- SELECTED TEXT -
· · · · ·

“I hope that we can look back on this time, have a cure for this, and know that the human
race came together differently,” reached over through the phone from Jennie Yonker. Although many are not often acknowledged, the Anchor would not be possible without infinite people coming to work, innovating and doing their jobs. In the midst of the COVID-19 crisis, Jennie Yonker is scraping together all she can to keep her family’s third generation company, J-Ad Graphics, publishing. The Anchor works with J-Ad Graphics to create the monthly physical edition that can be found in corners all around campus. The vision for this article was to slow down and to thank everyone that helps make The Anchor possible. As COVID-19 slows businesses and stalls social gatherings, finding time to demonstrate gratitude to our many moving parts has become even more essential.
A.J. Jacobs has made a living by being, in his own words, a “human guinea pig.” Jacobs’ lifestyle experiments jumped into fame after his 2018 Ted Talk and book Thanks a Thousand which summarize the lessons he learned from trying to thank everyone that was a part of making his morning coffee. In an interview with his local coffee company, Jacobs said “I knew about the farmer and the barista, of course. But there are hundreds of people in between.” Inspired by Jacobs’ quest, I set out to give thanks in a period of time when it feels desperately needed.
However, as I sat down to look over the list of our dedicated staff members and interview a few of the companies that we work with, something miraculous happened. People began to open up and share hope. Not only did I get a glimpse into the thousands of people that play some small role in making The Anchor a reality, I was able to hear the ways in which COVID-19 is affecting each one of them. It’s a mix of gratitude and sadness that seem to only know how to coexist in times of crisis.

· · · · ·

- INFORMATION SHOWN -

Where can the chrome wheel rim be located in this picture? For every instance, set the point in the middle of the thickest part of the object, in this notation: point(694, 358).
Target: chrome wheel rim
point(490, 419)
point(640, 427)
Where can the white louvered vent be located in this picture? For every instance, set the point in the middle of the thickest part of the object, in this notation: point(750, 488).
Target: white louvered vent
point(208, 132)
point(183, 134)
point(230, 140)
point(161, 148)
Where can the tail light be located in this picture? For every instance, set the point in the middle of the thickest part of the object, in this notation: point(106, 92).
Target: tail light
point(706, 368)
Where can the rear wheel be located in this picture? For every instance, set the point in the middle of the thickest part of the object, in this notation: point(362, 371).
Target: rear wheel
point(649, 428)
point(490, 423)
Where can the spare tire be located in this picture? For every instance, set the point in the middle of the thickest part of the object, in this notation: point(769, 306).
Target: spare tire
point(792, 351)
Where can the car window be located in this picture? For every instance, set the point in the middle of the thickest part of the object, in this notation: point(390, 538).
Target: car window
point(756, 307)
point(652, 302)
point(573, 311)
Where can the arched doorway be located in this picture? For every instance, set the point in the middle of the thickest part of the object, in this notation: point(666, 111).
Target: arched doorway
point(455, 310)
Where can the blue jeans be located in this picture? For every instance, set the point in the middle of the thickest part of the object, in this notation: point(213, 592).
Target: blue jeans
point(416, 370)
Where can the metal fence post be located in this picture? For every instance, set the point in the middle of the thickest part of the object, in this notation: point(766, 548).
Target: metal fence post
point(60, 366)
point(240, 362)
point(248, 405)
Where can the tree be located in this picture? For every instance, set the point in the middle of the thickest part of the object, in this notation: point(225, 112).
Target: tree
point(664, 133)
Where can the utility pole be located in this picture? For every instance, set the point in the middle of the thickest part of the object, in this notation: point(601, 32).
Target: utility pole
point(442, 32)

· · · · ·

- WHAT NEEDS TO BE DONE -
Please reproduce the article on thanking the people behind The Anchor word for word, from its opening quotation to its final sentence.

- RESPONSE AREA -
“I hope that we can look back on this time, have a cure for this, and know that the human
race came together differently,” reached over through the phone from Jennie Yonker. Although many are not often acknowledged, the Anchor would not be possible without infinite people coming to work, innovating and doing their jobs. In the midst of the COVID-19 crisis, Jennie Yonker is scraping together all she can to keep her family’s third generation company, J-Ad Graphics, publishing. The Anchor works with J-Ad Graphics to create the monthly physical edition that can be found in corners all around campus. The vision for this article was to slow down and to thank everyone that helps make The Anchor possible. As COVID-19 slows businesses and stalls social gatherings, finding time to demonstrate gratitude to our many moving parts has become even more essential.
A.J. Jacobs has made a living by being, in his own words, a “human guinea pig.” Jacobs’ lifestyle experiments jumped into fame after his 2018 Ted Talk and book Thanks a Thousand which summarize the lessons he learned from trying to thank everyone that was a part of making his morning coffee. In an interview with his local coffee company, Jacobs said “I knew about the farmer and the barista, of course. But there are hundreds of people in between.” Inspired by Jacobs’ quest, I set out to give thanks in a period of time when it feels desperately needed.
However, as I sat down to look over the list of our dedicated staff members and interview a few of the companies that we work with, something miraculous happened. People began to open up and share hope. Not only did I get a glimpse into the thousands of people that play some small role in making The Anchor a reality, I was able to hear the ways in which COVID-19 is affecting each one of them. It’s a mix of gratitude and sadness that seem to only know how to coexist in times of crisis.